▶ **Aim of the exercise**
Copy every record below exactly.

---+---

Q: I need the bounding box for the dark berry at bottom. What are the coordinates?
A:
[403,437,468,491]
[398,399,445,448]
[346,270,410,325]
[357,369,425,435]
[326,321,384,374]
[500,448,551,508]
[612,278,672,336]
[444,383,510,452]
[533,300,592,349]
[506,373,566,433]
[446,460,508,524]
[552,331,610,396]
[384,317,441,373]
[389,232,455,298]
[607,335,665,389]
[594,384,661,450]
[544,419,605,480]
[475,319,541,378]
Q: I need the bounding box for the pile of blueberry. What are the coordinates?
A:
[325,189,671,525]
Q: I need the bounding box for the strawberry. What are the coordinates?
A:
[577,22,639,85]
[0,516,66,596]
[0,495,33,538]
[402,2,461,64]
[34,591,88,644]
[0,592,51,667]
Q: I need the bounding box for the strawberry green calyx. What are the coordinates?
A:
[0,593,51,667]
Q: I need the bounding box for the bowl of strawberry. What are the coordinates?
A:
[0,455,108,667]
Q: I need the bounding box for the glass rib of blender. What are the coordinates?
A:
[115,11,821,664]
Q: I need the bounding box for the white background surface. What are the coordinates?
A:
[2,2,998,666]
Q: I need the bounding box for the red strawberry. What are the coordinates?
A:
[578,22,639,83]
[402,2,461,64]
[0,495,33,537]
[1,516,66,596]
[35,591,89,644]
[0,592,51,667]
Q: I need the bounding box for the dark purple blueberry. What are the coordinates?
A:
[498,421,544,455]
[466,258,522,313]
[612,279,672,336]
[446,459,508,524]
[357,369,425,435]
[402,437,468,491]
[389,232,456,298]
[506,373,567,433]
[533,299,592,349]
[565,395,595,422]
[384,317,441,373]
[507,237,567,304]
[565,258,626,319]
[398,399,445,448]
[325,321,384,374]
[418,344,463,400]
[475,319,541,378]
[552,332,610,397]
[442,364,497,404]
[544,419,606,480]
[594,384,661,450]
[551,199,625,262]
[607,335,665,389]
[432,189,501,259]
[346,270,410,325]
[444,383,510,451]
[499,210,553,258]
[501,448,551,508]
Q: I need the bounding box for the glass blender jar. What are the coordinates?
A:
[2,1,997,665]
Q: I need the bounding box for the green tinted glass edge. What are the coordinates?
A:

---+---

▶ **Finished exercise**
Q: I need the bounding box for the dark berry at bottom. What are the coordinates?
A:
[403,437,468,491]
[398,399,445,448]
[346,270,410,325]
[357,369,425,435]
[326,321,384,374]
[500,448,551,508]
[612,278,672,336]
[444,383,510,452]
[533,300,592,349]
[506,373,566,433]
[446,460,508,524]
[552,331,610,396]
[384,317,441,373]
[389,232,455,298]
[607,335,665,389]
[594,384,661,450]
[544,419,605,480]
[475,319,541,378]
Q: I need the bounding box for the pile of blueberry. What are the coordinates?
A:
[325,189,671,525]
Q: I need the bounding box for the strawberry. What are the coordinates?
A:
[577,22,639,85]
[0,516,66,596]
[0,495,33,538]
[402,2,461,64]
[34,591,88,644]
[0,592,51,667]
Q: I need the bounding box for the strawberry green calyx. What are the coordinates?
A:
[0,593,51,667]
Q: I need the bounding box for the bowl of strawberry. What are the coordinates?
A:
[0,455,108,667]
Q: I need the bounding box for the glass rib of blender. What are the coordinates?
A:
[115,11,821,664]
Q: I need the bounding box for the white background surface. What are the coordinates?
A:
[2,2,998,666]
Q: I need the bounding box for the red strawberry. What are the coordinates?
A:
[578,22,639,83]
[402,2,461,64]
[0,495,33,537]
[1,516,66,596]
[35,591,89,644]
[0,592,51,667]
Q: I need the bounding box for the dark purple blueberry. What are the coordinates?
A:
[498,421,544,455]
[466,258,522,313]
[612,279,672,336]
[446,459,508,524]
[357,369,425,435]
[402,437,468,491]
[389,232,456,298]
[506,373,567,433]
[533,299,592,349]
[565,395,595,422]
[384,317,441,373]
[507,237,567,304]
[565,258,626,319]
[398,399,445,448]
[325,321,384,374]
[418,344,463,400]
[475,319,541,378]
[552,332,610,397]
[442,364,497,404]
[544,419,606,480]
[594,384,661,450]
[551,199,625,262]
[607,335,665,389]
[432,189,501,259]
[346,270,410,325]
[444,383,510,451]
[499,210,553,258]
[501,448,551,508]
Q: I need the bounding box for the glass blender jar. What are the coordinates?
A:
[2,1,997,665]
Q: I need the bounding box for the green tinted glass edge. What are the coordinates?
A:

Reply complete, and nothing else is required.